Request — Could you quote the lines below word for word, leaving the pictures out of your answer?

Data listing —
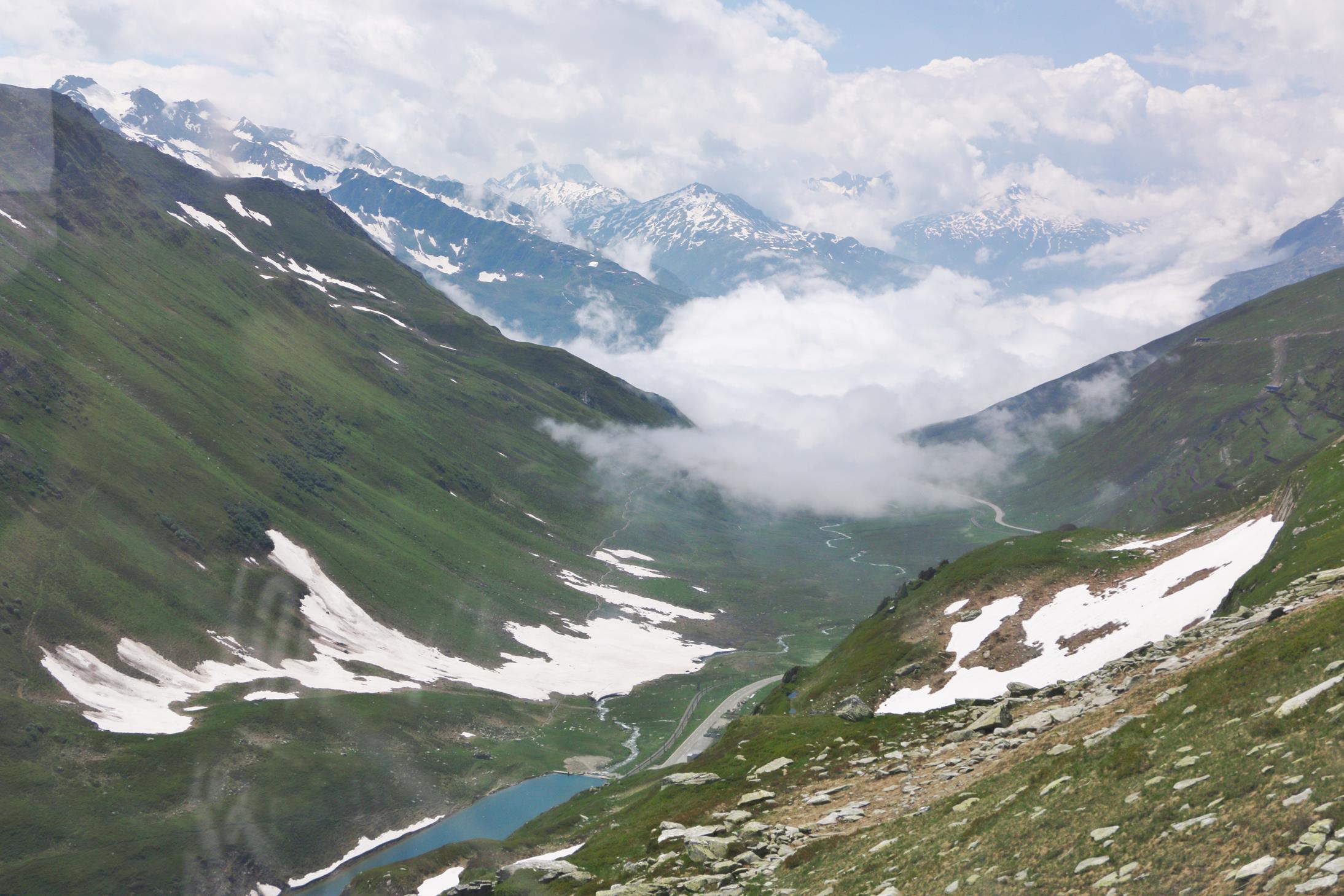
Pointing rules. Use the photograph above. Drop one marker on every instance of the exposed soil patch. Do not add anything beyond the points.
(585, 765)
(1189, 581)
(1073, 642)
(1006, 648)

Task response —
Pointing rules. Use the photograph above. Drop one marker on every instance of the exposed soil patch. Do not add anything beyond the points.
(585, 765)
(1189, 581)
(1073, 642)
(1006, 648)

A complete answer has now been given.